Extrait du document:
Scènes

Gent Jazz Festival 2010

Le Gent Jazz Festival, qui en est à sa huitième édition (onzième, si on lui associe le « Blue Note Festival » des débuts) se porte de mieux en mieux.


Le Gent Jazz Festival en est à sa huitième édition (onzième, si on lui associe le « Blue Note Festival » des débuts) et se porte de mieux en mieux. Sur le site du Bijloke, dont l’espace architectural et l’infrastructure ne cessent de s’améliorer d’année en année, la foule est bien au rendez-vous. Il est vrai que, lorsque l’affiche est alléchante, il serait stupide de faire la fine bouche.

Norah Jones avait ouvert le bal, mercredi 7 (nous n’y étions pas) ; le lendemain, Kurt Elling succédait au trio du trompettiste Greg Houben (que nous ne verrons pas non plus : un concert à 16h30, un jeudi, même en période de vacances, c’est tôt !).

Contenu des données:
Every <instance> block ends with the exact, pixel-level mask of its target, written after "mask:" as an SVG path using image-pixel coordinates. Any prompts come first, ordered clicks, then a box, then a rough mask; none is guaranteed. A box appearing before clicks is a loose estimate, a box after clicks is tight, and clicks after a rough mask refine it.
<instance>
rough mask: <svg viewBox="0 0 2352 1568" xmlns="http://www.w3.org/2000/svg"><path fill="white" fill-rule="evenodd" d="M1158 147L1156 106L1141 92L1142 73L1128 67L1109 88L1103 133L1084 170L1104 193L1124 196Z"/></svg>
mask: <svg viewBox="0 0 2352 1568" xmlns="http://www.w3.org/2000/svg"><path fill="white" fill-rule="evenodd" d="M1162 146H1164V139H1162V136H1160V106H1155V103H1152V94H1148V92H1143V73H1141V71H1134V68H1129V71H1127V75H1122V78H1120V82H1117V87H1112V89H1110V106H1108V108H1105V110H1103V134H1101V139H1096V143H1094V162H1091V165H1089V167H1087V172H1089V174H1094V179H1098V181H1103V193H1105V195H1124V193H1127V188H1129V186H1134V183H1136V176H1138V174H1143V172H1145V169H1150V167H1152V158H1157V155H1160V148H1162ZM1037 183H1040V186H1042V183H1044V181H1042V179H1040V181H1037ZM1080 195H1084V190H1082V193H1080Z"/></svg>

Consigne de travail 1:
Pour chaque affirmation, répondez par oui ou non selon l'article sur le Gent Jazz Festival 2010, en citant mot pour mot le passage décisif : (a) le festival en est à sa huitième édition ; (b) Norah Jones a clôturé le festival ; (c) le concert du trio de Greg Houben avait lieu à 16h30.
Consigne de travail 2:
D'après l'article sur le Gent Jazz Festival 2010, quel artiste succédait au trio de Greg Houben le jeudi ?
Consigne de travail 3:
Donnez la suite de l'article sur le Gent Jazz Festival 2010.
Les lignes n'interviennent en rien dans ce travail.

Résultat 1:
(a) Oui : « en est à sa huitième édition ».
(b) Non : « Norah Jones avait ouvert le bal, mercredi 7 ».
(c) Oui : « un concert à 16h30, un jeudi ».

Résultat 2:
Kurt Elling.

Résultat 3:
Kurt Elling © Jos Knaepen

Kurt Elling, donc. Tiré à quatre épingles comme à son habitude et sourire carnassier en coin, il livre un show impeccable. Souple et nerveux à la fois. Tendre, joyeux et toujours swing. Depuis longtemps, le chanteur de Chicago va bien au-delà des stéréotypes du crooner de jazz. Avec une fabuleuse rythmique, où Laurence Hobgood (p) se montrera plus d’une fois impressionnant d’explosivité (le final de « Nature Boy », par exemple), il magnifie les thèmes pop (« Steppin’ Out » de Joe Jackson) et les standards mille fois entendus qui, avec lui, prennent d’autres couleurs, d’autres formes - presque d’autres sens, parfois. Il joue au chat et à la souris avec Hobgood, Ulysse Owen (dm) ou, dans une moindre mesure, John McLean (g). De sa voix de baryton, il imite les instruments comme personne, scatte avec une fluidité impressionnante, réinvente les mots et use de vocalese avec pertinence. Kurt Elling possède un univers bien à lui et n’hésite jamais à se mettre en danger, avec humour, simplicité et une disponibilité qui sont la marque des grands.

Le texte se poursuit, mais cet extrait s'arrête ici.